**Short problem 1**. Can you set down everything in the article on the Nicklaus lawsuit from "The last straw" down to "land swap controversy."?

━━━━━ Extracted text ━━━━━

WEST PALM BEACH, Fla. (CN) — Golf legend Jack Nicklaus faces a lawsuit from the former president of his upscale golf club community, who claims Nicklaus ousted and blackballed him from exclusive Florida country clubs in retaliation for objecting to the community's dictatorial management.
Gary Sellers, a corporate attorney, says he lived a content life in the luxurious Bear's Club community in Jupiter, Florida, for 16 years until he butted heads with Nicklaus, a 73-time PGA Tour champ who helped develop the community and design its renowned golf course.
Sellers claims in Palm Beach County Court that Nicklaus removed him from his long-held position as the community association’s president after he questioned decisions by the association, which was controlled by Bear's Club Founding Partners, a development company aligned with the Nicklaus family.
The last straw came in late 2018, according to the complaint, when Sellers wrote a letter to Palm Beach County, informing it that he had not been apprised of the Bear's Club's proposed land swap with the county involving termination of an environmental easement.
Sellers, who paired his 28-page filing with 33 pages of supporting documents, says the Nicklaus family's web of organizations became incensed that Sellers stuck his nose in the matter. The county ultimately deferred its September 2018 vote on the land swap after county staff recommended against it and local residents expressed opposition.
Sellers was removed as the Bear's Club community president in November 2018.
According to the lawsuit, Sellers had been a thorn in Nicklaus’ side long before the land swap controversy.

━━━━━ Given data ━━━━━

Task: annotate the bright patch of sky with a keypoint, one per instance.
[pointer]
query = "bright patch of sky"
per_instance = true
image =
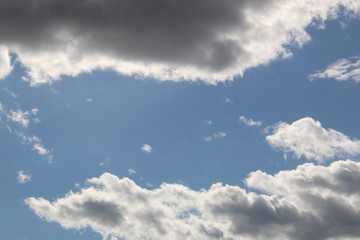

━━━━━

**Short problem 2**. Could you update the entries by replacing "bright patch of sky" with "dark patch of sky" and keeping everything else the same? Leave the pictures out of your answer.

**Correct response 1**.
The last straw came in late 2018, according to the complaint, when Sellers wrote a letter to Palm Beach County, informing it that he had not been apprised of the Bear's Club's proposed land swap with the county involving termination of an environmental easement.
Sellers, who paired his 28-page filing with 33 pages of supporting documents, says the Nicklaus family's web of organizations became incensed that Sellers stuck his nose in the matter. The county ultimately deferred its September 2018 vote on the land swap after county staff recommended against it and local residents expressed opposition.
Sellers was removed as the Bear's Club community president in November 2018.
According to the lawsuit, Sellers had been a thorn in Nicklaus’ side long before the land swap controversy.

**Correct response 2**.
Task: annotate the dark patch of sky with a keypoint, one per instance.
[pointer]
query = "dark patch of sky"
per_instance = true
image =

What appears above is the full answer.